DOCUMENT SECTION —
Hm, if we pick s to be 0.06, we say that the K'th word in the English
language will have a frequency of 0.06, so if we want to have statistics
with an error of s/10, we can prune every 167 lexemes (K is the
statistics target, possibly +top_stopwords).

Hm, I am now thinking that maybe this theory is flawed, because tsvecors
contain only *unique* words, and Zipf's law is talking about words in
documents in general. Normally a word like "the" would appear lots of
times in a document, but (even ignoring the fact that it's a stopword
and so won't appear at all) in a tsvector it will be present only once.
This may or may not be a problem, not sure if such "squashing" of
occurences as tsvectors do skewes the distribution away from Zipfian or not.

Anyway, figuring that out would require some more math and thinking, and
to fix the problem at hand we can say Zipf is good enough.

>> After that, we remove lexemes with f< 0.9 * 0.06 * N = 0.054*N
>>
>> So assuming that on average a tsvector has 154 elements and that we went
>> through 35017 rows (as it would be in Jesper's case, before he raised
>> the stats target from 100 to 1000), we will remove lexemes with f<
>> 0.054 * 35017 * 154 that is f< 291201.37
>>
>> I wonder what would happen if Jasper's case if we did that... And I
>> wonder how sound that maths is
>>
>
> If it means that I would get an accurate MCE-histogram for all
> things that have an occourance of more than 5.4% of the rows
> (given the samples chosen), then I think that would be really
> reasonable.

Here's the spreadsheet spat out.

The variables are:
* the statistics target
* top stopwords
* error factor

Where top stopwords is the number of top words in the English language
that would be stopwords. You can also think about it as the smudge
factor determinig how well do we trust that the distribution is Zipfian.

PROVIDED DATA —

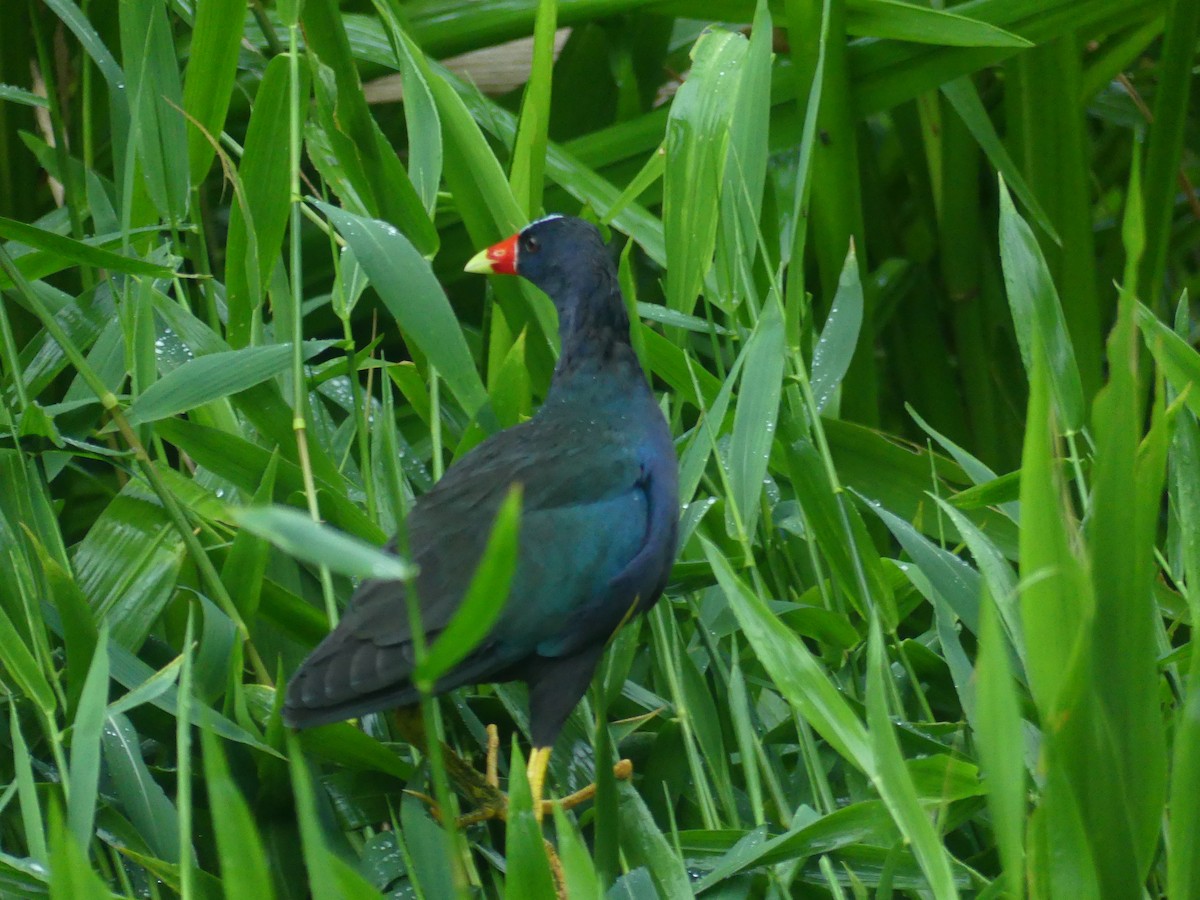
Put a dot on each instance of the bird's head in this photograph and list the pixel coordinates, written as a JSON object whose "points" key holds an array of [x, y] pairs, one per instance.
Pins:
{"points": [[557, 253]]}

CHALLENGES —
[A] Reproduce the part of the tsvector statistics discussion that begins at the words "This may or" and stops after the words "is good enough.".
[B] Translate this sentence from the tsvector statistics discussion into Spanish: "Anyway, figuring that out would require some more math and thinking, and to fix the problem at hand we can say Zipf is good enough."
[C] Pick up the tsvector statistics discussion after its final sentence and keep writing it.
The material above comes from a different source than the tsvector statistics discussion.

RESPONSES BY TASK —
[A]
This may or may not be a problem, not sure if such "squashing" of
occurences as tsvectors do skewes the distribution away from Zipfian or not.

Anyway, figuring that out would require some more math and thinking, and
to fix the problem at hand we can say Zipf is good enough.

[B] De todos modos, averiguarlo requeriría más matemáticas y más reflexión, y para resolver el problema que tenemos entre manos podemos decir que Zipf es suficientemente bueno.

[C]
Theoretically if you want to keep X values in the MCE array, you should
discard inputs with frequency lower than the frequency of the X'th value
in a Zipfian distribution. If you would write out all English words and
their frequencies (according to Zipf's law), the top Y of them would be
stopwords. We want to discard words with frequency that's lower than X +
Y, and then we probably want to have some breathing space as well. That
cutoff frequency is called s in the LC algorithm.

Error factor determines the relation between s and e, since apparently
we want e to be proportional to s (e is the error from the LC
algorithm). It directly determines the bucket width, since the larger
the bucket, the more accurate the results will be, as there will be less
pruning going on.

There are also constants: H(len(eng)) is the harmonic number from Zipf's
law, that assuming 1e6 words in English is 6.5. tsvector length and rows
in sample are just some values to get concrete numbers out. They
influence the final pruning frequency, because the rule is f < (s-e)N
and N is the total number of lexemes seen

The results are attached in a text (CSV) file, to preserve formatting.
Based on them I'd like to propose top_stopwords and error_factor to be 100.

With your dataset this would mean pruning every 3076 lexemes and
discarding from the result all lexemes with < 173507 occurrences. With
statistics target set to 1000 it would change to 16923 and 31546,
respectively.

> I can "fairly easy" try out patches or do other kind of testing.

I'll try to come up with a patch for you to try and fiddle with these
values before Monday.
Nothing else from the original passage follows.